[Point placement entries]
◇ ◇ ◇

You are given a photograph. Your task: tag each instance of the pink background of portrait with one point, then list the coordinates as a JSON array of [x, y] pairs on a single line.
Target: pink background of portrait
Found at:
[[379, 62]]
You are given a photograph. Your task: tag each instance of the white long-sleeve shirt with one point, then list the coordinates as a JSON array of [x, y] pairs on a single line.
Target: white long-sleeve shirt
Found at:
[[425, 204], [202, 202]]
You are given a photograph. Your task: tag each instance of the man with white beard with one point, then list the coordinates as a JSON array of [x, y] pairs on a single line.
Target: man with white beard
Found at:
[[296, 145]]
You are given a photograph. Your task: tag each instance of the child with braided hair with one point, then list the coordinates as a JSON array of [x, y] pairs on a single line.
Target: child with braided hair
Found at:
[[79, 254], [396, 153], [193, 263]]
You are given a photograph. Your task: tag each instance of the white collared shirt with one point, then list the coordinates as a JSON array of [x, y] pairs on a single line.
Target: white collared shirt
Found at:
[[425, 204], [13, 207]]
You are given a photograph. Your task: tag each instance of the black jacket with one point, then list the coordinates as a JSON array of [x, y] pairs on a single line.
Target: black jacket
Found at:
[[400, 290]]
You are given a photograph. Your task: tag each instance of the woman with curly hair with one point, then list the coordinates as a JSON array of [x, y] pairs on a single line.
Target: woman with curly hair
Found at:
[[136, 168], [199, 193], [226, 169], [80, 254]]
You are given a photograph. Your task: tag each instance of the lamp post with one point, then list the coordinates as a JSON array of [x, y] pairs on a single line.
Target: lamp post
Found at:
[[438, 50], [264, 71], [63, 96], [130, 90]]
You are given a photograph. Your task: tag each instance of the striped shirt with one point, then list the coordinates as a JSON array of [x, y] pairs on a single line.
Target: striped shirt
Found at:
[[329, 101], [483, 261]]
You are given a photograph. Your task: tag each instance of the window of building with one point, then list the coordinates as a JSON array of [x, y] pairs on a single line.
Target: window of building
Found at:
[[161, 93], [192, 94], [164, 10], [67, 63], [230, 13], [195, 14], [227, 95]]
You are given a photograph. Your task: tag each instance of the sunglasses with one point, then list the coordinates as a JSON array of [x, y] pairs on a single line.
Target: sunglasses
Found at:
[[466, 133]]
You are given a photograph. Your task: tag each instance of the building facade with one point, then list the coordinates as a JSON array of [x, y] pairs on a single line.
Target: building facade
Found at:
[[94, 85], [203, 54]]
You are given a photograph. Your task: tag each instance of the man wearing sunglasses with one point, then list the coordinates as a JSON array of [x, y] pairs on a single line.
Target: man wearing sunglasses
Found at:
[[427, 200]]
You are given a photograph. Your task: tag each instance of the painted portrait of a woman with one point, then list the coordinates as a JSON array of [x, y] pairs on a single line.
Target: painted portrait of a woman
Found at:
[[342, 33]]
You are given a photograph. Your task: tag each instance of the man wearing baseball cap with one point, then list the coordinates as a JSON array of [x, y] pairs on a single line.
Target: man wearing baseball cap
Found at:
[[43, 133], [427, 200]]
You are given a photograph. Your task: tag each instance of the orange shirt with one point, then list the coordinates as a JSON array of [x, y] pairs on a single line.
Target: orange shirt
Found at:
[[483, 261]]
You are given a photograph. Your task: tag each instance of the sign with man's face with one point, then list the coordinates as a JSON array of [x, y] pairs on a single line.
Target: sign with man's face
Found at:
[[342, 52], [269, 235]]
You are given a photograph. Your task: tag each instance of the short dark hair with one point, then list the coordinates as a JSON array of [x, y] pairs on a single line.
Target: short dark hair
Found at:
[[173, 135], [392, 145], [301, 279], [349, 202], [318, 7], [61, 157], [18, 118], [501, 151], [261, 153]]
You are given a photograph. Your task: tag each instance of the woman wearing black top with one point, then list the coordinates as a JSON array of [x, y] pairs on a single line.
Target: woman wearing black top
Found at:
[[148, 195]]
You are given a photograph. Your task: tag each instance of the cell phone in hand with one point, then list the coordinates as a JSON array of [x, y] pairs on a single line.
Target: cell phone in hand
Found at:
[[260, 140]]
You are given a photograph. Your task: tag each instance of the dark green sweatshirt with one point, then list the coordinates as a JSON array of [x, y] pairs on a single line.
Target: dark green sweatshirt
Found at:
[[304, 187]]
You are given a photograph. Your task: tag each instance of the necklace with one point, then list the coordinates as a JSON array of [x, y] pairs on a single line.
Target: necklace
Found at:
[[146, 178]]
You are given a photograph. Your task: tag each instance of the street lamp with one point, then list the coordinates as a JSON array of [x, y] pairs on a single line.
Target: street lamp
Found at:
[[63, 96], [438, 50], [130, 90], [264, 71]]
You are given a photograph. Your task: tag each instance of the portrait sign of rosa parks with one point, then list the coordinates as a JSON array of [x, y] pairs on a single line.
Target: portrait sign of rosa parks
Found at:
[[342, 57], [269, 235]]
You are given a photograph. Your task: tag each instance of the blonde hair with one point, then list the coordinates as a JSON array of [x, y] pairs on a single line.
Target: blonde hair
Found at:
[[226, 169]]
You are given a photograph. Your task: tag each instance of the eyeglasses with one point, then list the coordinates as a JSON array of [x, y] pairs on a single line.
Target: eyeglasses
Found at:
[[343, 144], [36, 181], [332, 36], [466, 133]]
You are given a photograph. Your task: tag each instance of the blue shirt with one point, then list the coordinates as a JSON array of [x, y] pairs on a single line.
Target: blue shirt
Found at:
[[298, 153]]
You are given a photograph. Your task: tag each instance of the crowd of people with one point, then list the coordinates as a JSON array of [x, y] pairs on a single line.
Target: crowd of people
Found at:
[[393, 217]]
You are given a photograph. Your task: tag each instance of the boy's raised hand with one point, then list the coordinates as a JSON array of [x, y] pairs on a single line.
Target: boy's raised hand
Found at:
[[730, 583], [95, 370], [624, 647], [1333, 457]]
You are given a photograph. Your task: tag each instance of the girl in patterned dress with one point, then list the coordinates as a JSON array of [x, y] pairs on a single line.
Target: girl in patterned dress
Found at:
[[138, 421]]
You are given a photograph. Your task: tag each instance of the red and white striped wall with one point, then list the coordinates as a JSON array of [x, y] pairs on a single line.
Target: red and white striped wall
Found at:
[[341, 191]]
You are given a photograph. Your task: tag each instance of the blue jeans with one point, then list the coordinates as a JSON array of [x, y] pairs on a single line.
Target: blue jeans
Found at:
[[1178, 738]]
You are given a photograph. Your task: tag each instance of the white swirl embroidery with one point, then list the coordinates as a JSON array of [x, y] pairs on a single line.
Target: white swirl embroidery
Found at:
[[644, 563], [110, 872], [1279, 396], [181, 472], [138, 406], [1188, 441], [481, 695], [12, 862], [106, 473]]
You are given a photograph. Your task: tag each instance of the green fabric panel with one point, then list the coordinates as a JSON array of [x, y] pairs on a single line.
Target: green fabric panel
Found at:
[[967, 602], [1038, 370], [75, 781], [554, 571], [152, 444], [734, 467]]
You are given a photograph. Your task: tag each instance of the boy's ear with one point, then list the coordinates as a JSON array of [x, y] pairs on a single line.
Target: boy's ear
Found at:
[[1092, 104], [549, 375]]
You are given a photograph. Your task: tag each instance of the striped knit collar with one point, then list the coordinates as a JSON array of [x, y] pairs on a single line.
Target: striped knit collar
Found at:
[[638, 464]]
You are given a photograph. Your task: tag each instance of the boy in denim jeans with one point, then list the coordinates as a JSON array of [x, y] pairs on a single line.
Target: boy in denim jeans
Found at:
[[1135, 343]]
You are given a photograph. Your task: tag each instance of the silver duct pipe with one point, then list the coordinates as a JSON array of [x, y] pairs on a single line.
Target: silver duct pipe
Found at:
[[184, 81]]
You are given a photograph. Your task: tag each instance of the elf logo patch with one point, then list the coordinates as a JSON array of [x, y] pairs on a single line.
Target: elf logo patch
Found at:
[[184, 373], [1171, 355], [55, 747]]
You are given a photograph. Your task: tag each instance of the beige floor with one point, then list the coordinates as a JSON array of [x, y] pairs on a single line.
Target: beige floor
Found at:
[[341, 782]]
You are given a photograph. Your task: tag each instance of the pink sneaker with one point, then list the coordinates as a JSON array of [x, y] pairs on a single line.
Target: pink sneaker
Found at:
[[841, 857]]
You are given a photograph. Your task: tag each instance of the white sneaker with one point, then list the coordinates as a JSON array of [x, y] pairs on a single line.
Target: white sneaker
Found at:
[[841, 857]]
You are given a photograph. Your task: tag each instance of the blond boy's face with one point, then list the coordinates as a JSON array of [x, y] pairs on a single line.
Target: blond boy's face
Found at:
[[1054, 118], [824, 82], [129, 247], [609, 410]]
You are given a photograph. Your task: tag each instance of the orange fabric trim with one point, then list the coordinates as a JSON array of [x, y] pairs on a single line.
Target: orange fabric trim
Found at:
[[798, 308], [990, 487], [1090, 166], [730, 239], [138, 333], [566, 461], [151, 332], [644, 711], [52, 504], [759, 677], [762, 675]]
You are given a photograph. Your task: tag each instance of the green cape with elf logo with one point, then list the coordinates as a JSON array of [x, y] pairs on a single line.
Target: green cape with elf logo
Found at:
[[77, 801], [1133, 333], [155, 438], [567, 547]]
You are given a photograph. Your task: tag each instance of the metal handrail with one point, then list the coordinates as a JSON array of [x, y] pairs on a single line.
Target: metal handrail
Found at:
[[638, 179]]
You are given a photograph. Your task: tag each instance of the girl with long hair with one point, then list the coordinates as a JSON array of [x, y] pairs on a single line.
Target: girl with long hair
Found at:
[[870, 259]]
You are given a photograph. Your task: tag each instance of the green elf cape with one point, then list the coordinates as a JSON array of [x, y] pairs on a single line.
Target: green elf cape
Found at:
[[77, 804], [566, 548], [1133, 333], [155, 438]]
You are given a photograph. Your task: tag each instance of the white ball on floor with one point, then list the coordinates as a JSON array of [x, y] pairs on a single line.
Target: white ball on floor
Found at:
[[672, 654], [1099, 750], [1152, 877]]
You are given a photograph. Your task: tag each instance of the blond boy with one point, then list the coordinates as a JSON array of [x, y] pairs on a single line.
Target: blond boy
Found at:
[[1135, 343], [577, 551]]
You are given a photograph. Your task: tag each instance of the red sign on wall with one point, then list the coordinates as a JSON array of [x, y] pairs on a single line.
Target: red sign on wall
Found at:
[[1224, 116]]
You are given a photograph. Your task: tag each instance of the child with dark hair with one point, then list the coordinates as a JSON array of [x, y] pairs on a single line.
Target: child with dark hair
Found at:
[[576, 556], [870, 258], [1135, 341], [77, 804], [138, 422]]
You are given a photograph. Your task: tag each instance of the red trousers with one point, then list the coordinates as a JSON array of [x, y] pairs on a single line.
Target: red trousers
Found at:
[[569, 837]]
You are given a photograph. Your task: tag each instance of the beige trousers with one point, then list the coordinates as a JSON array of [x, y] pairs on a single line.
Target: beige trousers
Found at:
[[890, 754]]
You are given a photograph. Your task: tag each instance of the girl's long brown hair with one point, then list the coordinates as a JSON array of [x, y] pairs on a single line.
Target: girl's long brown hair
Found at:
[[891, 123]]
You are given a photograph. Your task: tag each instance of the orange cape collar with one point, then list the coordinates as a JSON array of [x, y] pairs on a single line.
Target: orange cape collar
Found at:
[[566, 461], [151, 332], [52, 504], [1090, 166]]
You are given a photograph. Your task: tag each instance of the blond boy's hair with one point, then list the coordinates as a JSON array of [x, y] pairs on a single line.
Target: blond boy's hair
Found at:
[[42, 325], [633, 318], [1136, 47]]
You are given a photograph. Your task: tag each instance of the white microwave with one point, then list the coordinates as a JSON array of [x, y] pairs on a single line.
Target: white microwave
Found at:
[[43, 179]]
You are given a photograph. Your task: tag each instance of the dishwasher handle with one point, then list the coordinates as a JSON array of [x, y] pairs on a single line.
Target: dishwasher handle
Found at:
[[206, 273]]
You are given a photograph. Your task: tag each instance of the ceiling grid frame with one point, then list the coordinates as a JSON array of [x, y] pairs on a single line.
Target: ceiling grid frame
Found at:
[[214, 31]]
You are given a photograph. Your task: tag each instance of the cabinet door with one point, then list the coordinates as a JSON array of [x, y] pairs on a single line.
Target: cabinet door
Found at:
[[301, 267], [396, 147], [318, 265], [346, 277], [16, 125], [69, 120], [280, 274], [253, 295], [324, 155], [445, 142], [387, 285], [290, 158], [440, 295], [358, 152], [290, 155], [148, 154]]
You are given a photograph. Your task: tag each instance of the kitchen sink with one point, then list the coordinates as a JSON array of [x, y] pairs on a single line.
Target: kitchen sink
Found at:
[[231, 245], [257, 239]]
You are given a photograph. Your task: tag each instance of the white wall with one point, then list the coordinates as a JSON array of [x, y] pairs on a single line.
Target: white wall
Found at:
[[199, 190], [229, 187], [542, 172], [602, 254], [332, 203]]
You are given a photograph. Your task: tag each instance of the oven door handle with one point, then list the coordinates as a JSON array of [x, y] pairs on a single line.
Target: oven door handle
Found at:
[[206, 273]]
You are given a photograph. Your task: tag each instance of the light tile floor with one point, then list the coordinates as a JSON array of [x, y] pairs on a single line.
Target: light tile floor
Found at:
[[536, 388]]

◇ ◇ ◇

Can you quote, word for word, every line from the one containing "of the eyeglasses" through the one containing "[[393, 217]]", including both of those lines?

--- ANSWER ---
You are given a photograph. Your task: tag each instance of the eyeglasses with one point, then list the coordinates as a JSON array of [x, y] pairs on a single line.
Target: eyeglasses
Found at:
[[343, 144], [36, 181], [332, 36], [466, 133]]
You are given a photograph. Your task: tag each instance of the blue shirt with one point, then list the coordinates as a JSON array of [x, y] pairs on a single line.
Target: blue shirt
Found at:
[[298, 153]]
You are given a photograph. Your task: tag each instance of the crowd of people with one point, then list the coordinates as a JSON array of [x, y] pairs on a single line.
Target: crowd of people
Found at:
[[393, 217]]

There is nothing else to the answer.